CONSIGNE: Recopiez le passage sur l'innovation en entreprise entre « Après un voyage » et « cours dans l’entreprise. », inclus, en remplaçant « boss » par « patron ».

PASSAGE PROPOSÉ:
• • • •
Après un voyage dans la Silicon Valley, votre boss décide de prendre le taureau par les cornes : il ne sera pas celui qui a laissé son entreprise se faire ubériser par des geeks sortis de leur garage. Une équipe de brillants ingénieurs est rassemblée pour créer la nouvelle gamme de produits connectés qui doit « disrupter » le secteur. Choisie pour ses capacités à casser les silos de l’entreprise, une jeune chef de projet est désignée à plein temps. Un « Comité Innovation » composé des plus hauts salaires de l’entreprise (les fameux HIPPOs, Highest Paid Persons Opinions) sponsorise le projet en interne. La direction de la communication diffuse des communiqués vantant la « révolution digitale » en cours dans l’entreprise.
• • • •
(Extrait du jeu de données)
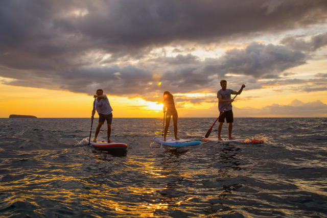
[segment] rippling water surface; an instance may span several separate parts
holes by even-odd
[[[179,118],[179,136],[215,119]],[[236,118],[235,137],[267,142],[179,149],[151,147],[160,119],[113,122],[126,152],[89,147],[89,118],[0,119],[0,216],[327,217],[327,118]]]

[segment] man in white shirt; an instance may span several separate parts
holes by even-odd
[[[99,124],[98,125],[98,127],[97,127],[96,134],[93,141],[97,142],[97,137],[100,131],[100,129],[105,120],[107,120],[107,125],[108,126],[108,129],[107,130],[108,142],[112,142],[113,141],[110,139],[111,122],[112,121],[112,108],[111,108],[111,106],[110,106],[110,103],[109,102],[107,95],[103,94],[103,90],[102,89],[98,89],[97,90],[97,94],[95,94],[94,97],[95,99],[95,102],[94,104],[95,109],[94,110],[92,111],[92,120],[94,118],[94,114],[96,112],[95,110],[97,110],[97,112],[98,112],[98,114],[99,114]]]

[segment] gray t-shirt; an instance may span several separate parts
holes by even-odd
[[[110,106],[110,103],[109,103],[107,95],[105,94],[103,94],[103,95],[105,95],[106,99],[100,99],[100,101],[99,102],[97,99],[96,99],[95,108],[97,109],[98,114],[102,113],[104,115],[110,114],[112,111],[112,108],[111,108],[111,106]]]
[[[222,89],[220,89],[217,93],[217,98],[218,98],[219,96],[221,96],[222,99],[224,100],[231,99],[231,98],[230,98],[230,95],[233,92],[233,91],[233,91],[231,89],[226,89],[225,91],[223,90]],[[229,103],[230,103],[230,102],[225,102],[223,103],[219,102],[218,108],[219,109],[219,112],[223,112],[224,109],[226,108],[226,107],[227,107],[227,106],[228,106],[228,107],[226,109],[226,110],[225,110],[225,111],[231,110],[232,109],[231,104],[230,104]],[[229,106],[228,106],[228,105],[229,105]]]

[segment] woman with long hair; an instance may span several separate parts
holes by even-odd
[[[166,137],[167,135],[167,132],[168,132],[168,128],[169,127],[172,116],[173,116],[173,122],[174,122],[175,139],[177,140],[179,139],[179,138],[177,137],[177,120],[178,119],[178,114],[175,107],[173,98],[173,95],[168,91],[166,91],[164,92],[164,101],[162,101],[164,107],[162,110],[164,113],[166,113],[164,141],[166,141]]]

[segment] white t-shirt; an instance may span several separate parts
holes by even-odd
[[[96,99],[96,104],[95,105],[95,109],[97,110],[98,114],[101,113],[104,115],[108,115],[111,113],[112,112],[112,108],[110,106],[110,103],[109,102],[109,100],[105,94],[103,94],[106,96],[104,99],[100,99],[100,101],[98,101],[98,99]]]
[[[233,91],[233,91],[231,89],[226,89],[225,91],[224,91],[222,89],[220,89],[219,91],[218,91],[218,92],[217,93],[217,98],[218,98],[219,96],[221,96],[222,99],[224,100],[231,99],[231,98],[230,98],[230,95],[232,93],[233,93]],[[226,107],[227,107],[227,106],[228,106],[228,107],[226,108],[226,110],[225,110],[225,111],[227,111],[231,110],[232,109],[231,104],[229,104],[229,103],[230,103],[229,102],[224,102],[223,103],[219,102],[218,108],[219,109],[219,112],[223,112],[224,109],[226,108]],[[228,106],[228,105],[229,105],[229,106]]]

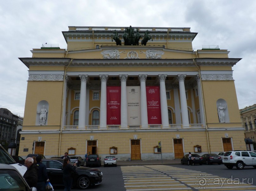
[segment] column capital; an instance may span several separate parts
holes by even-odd
[[[66,75],[65,76],[65,81],[66,82],[68,83],[69,81],[69,76],[68,75]]]
[[[167,77],[167,74],[159,74],[158,75],[158,79],[160,81],[165,81]]]
[[[140,81],[146,81],[147,80],[147,77],[148,76],[147,75],[139,75],[139,79],[140,79]]]
[[[88,75],[79,75],[79,77],[81,82],[86,82],[88,80]]]
[[[200,77],[199,74],[197,74],[195,76],[195,79],[196,81],[199,82],[200,81]]]
[[[126,82],[128,78],[128,75],[119,75],[119,78],[121,82],[125,81]]]
[[[100,79],[101,82],[107,82],[108,79],[108,76],[107,75],[100,75]]]
[[[177,78],[178,78],[179,81],[184,81],[185,80],[185,78],[186,77],[186,75],[182,74],[178,74],[177,75]]]

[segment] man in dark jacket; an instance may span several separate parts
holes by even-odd
[[[28,157],[26,159],[25,165],[27,169],[23,175],[23,177],[30,187],[36,187],[38,170],[37,165],[34,164],[34,159],[31,157]]]
[[[36,157],[36,164],[38,165],[37,171],[37,191],[45,191],[45,183],[49,181],[47,176],[46,167],[42,163],[42,157],[39,156]]]

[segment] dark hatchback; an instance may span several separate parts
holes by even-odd
[[[46,166],[49,179],[53,186],[64,186],[62,169],[63,161],[62,158],[45,158],[42,160],[42,163]],[[73,164],[70,162],[69,164]],[[102,172],[98,169],[77,167],[73,177],[72,186],[85,189],[90,185],[100,184],[103,177]]]
[[[86,158],[85,166],[95,165],[101,166],[101,159],[99,155],[95,154],[89,154]]]
[[[216,154],[205,154],[202,155],[203,163],[207,164],[217,163],[220,164],[222,163],[221,158]]]
[[[186,155],[181,158],[181,164],[189,164],[188,154]],[[200,165],[202,165],[203,164],[203,158],[197,154],[192,154],[191,155],[192,155],[192,157],[194,158],[192,160],[192,164],[199,164]]]
[[[25,159],[22,158],[22,157],[19,156],[12,156],[11,157],[14,159],[16,162],[23,165],[25,164]]]

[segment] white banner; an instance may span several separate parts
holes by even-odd
[[[141,125],[141,87],[127,86],[126,92],[128,124]]]

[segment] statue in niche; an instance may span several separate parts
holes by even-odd
[[[144,38],[141,40],[141,45],[145,45],[146,46],[147,44],[147,43],[148,41],[151,39],[152,41],[153,41],[153,39],[151,38],[151,36],[149,35],[148,34],[150,33],[148,30],[147,30],[145,32],[145,36]]]
[[[45,106],[43,106],[42,108],[40,111],[37,111],[37,113],[40,114],[39,116],[39,122],[40,125],[45,125],[45,122],[46,121],[46,113],[48,112],[45,108]]]
[[[220,120],[220,123],[225,123],[225,110],[226,109],[226,106],[225,105],[222,106],[221,103],[220,104],[220,105],[218,106],[218,116],[219,116],[219,119]]]
[[[116,31],[116,30],[115,30],[114,31],[114,32],[113,32],[113,33],[114,33],[114,37],[113,37],[113,38],[112,39],[112,42],[113,42],[113,40],[114,40],[115,41],[115,43],[117,45],[121,45],[122,42],[121,41],[121,40],[119,38],[118,33],[117,33],[117,31]]]

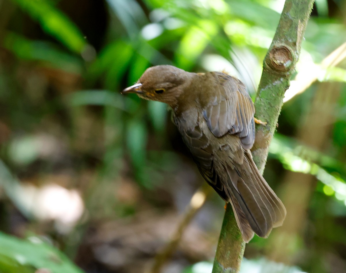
• • • •
RÉPONSE:
Après un voyage dans la Silicon Valley, votre patron décide de prendre le taureau par les cornes : il ne sera pas celui qui a laissé son entreprise se faire ubériser par des geeks sortis de leur garage. Une équipe de brillants ingénieurs est rassemblée pour créer la nouvelle gamme de produits connectés qui doit « disrupter » le secteur. Choisie pour ses capacités à casser les silos de l’entreprise, une jeune chef de projet est désignée à plein temps. Un « Comité Innovation » composé des plus hauts salaires de l’entreprise (les fameux HIPPOs, Highest Paid Persons Opinions) sponsorise le projet en interne. La direction de la communication diffuse des communiqués vantant la « révolution digitale » en cours dans l’entreprise.